> [Document passage]
"""

Someone posted a query recently about how to search for a
defined site (such as a restriction enzyme recognition site)
in a biological sequence, and the one reply I saw mentioned
simple scanning algorithms. I would just like to point out
that while such algorithms are both easy to write and commonly
used (every searcher I have written has used one), a more elegant
and sometimes faster algorithm is a Finite State Machine. In brief,
a Finite State Machine (FSM) improves on a simple scanning algorithm by
knowing when it can "skip ahead".
For example, suppose you wish to look for the site "AATTTCCC" in DNA.
Suppose a stretch of DNA contained the sequence "AATTTGG". A simple
scanner would compare (| - match, * - mismatch):
try #1 try #2 try #3
AATTTCCC AATTTCCC AATTTCCC
|||||* |* *
AATTTGG ATTTGG TTTGG
Now, we humans know that once #1 has failed, you can skip past the whole
AATTTGG segment because "ATTTGG" cannot overlap "AATTTCCC" in any way.
An FSM incorporates this idea, and thus can be faster.

"""

> [Exercises]
A - In the post on searching biological sequences, reproduce the part that opens with the words containing "Suppose a stretch" and closes with "can be faster.".
B - Write the next part of the post about using a Finite State Machine to search DNA for a site, starting right after its last sentence.

> [Data to examine]
"""

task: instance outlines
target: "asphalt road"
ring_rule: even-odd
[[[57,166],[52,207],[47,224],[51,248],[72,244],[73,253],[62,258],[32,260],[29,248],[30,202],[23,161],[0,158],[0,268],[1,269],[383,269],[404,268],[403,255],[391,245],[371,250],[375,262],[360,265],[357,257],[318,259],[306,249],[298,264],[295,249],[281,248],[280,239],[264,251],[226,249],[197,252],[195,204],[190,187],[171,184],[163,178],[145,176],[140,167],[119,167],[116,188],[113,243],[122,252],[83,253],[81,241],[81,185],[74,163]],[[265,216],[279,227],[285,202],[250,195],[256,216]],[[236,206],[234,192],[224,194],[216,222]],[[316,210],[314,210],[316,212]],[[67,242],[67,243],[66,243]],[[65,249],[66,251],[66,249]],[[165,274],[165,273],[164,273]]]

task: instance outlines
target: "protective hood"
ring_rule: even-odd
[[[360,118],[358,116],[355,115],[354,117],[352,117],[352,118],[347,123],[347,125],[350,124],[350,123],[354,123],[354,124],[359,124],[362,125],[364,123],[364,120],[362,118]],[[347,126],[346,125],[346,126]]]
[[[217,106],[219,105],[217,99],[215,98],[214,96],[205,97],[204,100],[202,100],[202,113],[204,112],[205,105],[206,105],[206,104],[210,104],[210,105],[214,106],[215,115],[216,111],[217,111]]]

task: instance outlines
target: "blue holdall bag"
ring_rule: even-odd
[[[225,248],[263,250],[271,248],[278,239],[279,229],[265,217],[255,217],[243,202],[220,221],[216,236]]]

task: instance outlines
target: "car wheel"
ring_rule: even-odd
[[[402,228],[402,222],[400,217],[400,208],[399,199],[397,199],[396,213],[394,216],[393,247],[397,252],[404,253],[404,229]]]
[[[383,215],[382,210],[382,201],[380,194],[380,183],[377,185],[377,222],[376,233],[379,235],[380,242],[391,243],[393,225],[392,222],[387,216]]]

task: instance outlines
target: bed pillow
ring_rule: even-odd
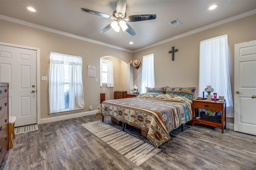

"""

> [Results for each task]
A -
Suppose a stretch of DNA contained the sequence "AATTTGG". A simple
scanner would compare (| - match, * - mismatch):
try #1 try #2 try #3
AATTTCCC AATTTCCC AATTTCCC
|||||* |* *
AATTTGG ATTTGG TTTGG
Now, we humans know that once #1 has failed, you can skip past the whole
AATTTGG segment because "ATTTGG" cannot overlap "AATTTCCC" in any way.
An FSM incorporates this idea, and thus can be faster.

B -
If you can find the journal, a very good description of FSMs can be
found in:
Tyler, EC, MR Horton, and PR Krause. 1991. Comp.&Biomed Res. 24:72-96.
A review of algorithms for molecular sequence comparison.
Another relevant reference is:
Altschul, SF, W Gish, W Miller, EW Myers, and DJ Lipman. 1990. JMB 214:1-8.
Basic local alignment search tool.
as BLAST uses an FSM in the initial stages of the database search.
Keith Robison
Harvard University
Department of Cellular & Developmental Biology
Department of Genetics / HHMI
robison at ribo.harvard.edu
P.S. Apologies for not posting this as a follow-up -- I was rushing to
get a poster ready when the original showed up and the local
news server has apparently "expired" it.